(WORK INSTRUCTION): Starting with the line that contains "coordinates: whole pixels, x" and ending with the last line of the entries, repeat exactly those lines and nothing else, pictures excluded.

Collected data entries:

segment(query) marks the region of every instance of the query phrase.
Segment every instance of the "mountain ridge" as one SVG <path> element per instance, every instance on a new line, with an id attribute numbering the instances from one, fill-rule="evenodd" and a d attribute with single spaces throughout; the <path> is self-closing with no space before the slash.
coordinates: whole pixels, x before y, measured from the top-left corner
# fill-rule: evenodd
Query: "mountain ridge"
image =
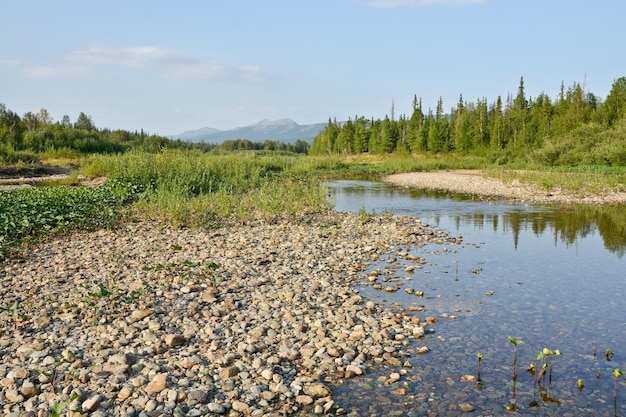
<path id="1" fill-rule="evenodd" d="M 266 140 L 293 143 L 303 140 L 311 143 L 313 138 L 327 125 L 327 123 L 312 123 L 299 125 L 290 118 L 277 120 L 263 119 L 247 126 L 239 126 L 229 130 L 219 130 L 212 127 L 203 127 L 196 130 L 186 130 L 170 139 L 180 139 L 187 142 L 221 144 L 227 140 L 247 139 L 251 142 Z"/>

(RESPONSE BOX):
coordinates: whole pixels, x before y, measured from the top-left corner
# fill-rule: evenodd
Query: "mountain ridge"
image =
<path id="1" fill-rule="evenodd" d="M 266 140 L 293 143 L 303 140 L 311 143 L 313 138 L 327 125 L 327 123 L 312 123 L 299 125 L 290 118 L 277 120 L 263 119 L 247 126 L 239 126 L 229 130 L 219 130 L 212 127 L 203 127 L 196 130 L 186 130 L 170 139 L 180 139 L 187 142 L 221 144 L 227 140 L 247 139 L 251 142 Z"/>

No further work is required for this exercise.